== Your objective ==
Extract each line of the data below that contains the string "window", matching case exactly.

== Dataset entries ==
## BEGIN

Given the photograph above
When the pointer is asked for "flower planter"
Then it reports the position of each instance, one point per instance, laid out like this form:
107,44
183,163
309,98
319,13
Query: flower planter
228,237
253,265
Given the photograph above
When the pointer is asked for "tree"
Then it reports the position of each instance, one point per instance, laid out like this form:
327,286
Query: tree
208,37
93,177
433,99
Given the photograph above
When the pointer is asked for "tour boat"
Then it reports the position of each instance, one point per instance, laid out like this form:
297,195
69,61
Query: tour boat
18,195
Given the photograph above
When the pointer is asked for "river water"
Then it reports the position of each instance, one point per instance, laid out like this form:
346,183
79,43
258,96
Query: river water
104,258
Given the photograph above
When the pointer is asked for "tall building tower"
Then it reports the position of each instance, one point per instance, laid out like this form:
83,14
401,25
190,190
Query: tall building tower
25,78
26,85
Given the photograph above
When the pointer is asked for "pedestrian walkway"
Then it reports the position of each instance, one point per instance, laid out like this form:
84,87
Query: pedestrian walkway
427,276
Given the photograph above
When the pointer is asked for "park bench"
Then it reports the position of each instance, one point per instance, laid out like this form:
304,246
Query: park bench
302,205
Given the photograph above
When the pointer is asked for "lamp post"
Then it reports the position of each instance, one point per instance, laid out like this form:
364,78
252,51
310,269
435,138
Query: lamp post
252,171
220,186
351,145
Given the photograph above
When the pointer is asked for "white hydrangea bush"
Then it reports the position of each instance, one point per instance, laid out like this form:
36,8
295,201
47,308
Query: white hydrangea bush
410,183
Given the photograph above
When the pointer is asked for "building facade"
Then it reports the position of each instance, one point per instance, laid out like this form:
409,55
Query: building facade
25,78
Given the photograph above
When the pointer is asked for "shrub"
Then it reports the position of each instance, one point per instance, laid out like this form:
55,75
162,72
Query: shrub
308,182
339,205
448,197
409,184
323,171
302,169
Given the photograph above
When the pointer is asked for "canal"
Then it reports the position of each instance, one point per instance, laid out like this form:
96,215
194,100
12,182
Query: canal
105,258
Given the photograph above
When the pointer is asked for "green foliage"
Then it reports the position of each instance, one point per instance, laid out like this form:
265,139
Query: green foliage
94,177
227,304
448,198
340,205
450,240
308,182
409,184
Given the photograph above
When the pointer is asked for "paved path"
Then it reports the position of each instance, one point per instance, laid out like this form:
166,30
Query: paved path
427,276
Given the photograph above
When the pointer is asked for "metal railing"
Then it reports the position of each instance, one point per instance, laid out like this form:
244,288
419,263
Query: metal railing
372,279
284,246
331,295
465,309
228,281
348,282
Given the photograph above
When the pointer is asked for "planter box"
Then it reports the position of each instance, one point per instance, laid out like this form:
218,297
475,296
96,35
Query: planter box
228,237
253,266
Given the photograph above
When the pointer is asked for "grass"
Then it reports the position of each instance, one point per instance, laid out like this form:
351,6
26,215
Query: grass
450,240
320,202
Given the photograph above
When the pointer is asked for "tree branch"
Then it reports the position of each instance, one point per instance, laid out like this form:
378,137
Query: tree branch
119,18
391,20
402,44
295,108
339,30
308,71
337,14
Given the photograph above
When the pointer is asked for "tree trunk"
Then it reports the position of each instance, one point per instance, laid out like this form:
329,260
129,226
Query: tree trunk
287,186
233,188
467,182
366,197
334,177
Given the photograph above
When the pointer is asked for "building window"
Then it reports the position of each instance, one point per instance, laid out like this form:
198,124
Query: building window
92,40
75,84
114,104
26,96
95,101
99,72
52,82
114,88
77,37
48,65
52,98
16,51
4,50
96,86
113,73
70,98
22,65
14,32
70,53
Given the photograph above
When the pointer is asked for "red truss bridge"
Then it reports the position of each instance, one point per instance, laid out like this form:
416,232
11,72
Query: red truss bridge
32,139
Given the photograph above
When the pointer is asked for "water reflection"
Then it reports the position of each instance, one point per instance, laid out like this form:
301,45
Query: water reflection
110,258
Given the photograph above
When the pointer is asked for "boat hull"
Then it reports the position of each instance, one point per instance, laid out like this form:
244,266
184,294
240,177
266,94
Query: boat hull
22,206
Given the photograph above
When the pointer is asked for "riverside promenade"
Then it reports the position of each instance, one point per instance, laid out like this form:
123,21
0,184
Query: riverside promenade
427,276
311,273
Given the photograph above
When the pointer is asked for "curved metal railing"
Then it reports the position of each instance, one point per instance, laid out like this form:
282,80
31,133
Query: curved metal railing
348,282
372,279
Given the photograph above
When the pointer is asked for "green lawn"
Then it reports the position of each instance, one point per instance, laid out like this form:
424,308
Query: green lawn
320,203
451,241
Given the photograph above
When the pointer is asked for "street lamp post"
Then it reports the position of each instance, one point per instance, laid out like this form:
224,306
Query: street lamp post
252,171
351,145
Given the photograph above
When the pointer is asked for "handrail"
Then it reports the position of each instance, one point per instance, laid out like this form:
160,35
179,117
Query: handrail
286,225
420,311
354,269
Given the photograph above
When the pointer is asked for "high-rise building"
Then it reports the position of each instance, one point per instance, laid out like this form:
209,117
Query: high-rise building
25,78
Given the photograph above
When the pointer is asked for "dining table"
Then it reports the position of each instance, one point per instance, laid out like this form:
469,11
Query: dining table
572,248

## END

== Result for this exercise ==
When the pointer is asked for "building window"
Query: building window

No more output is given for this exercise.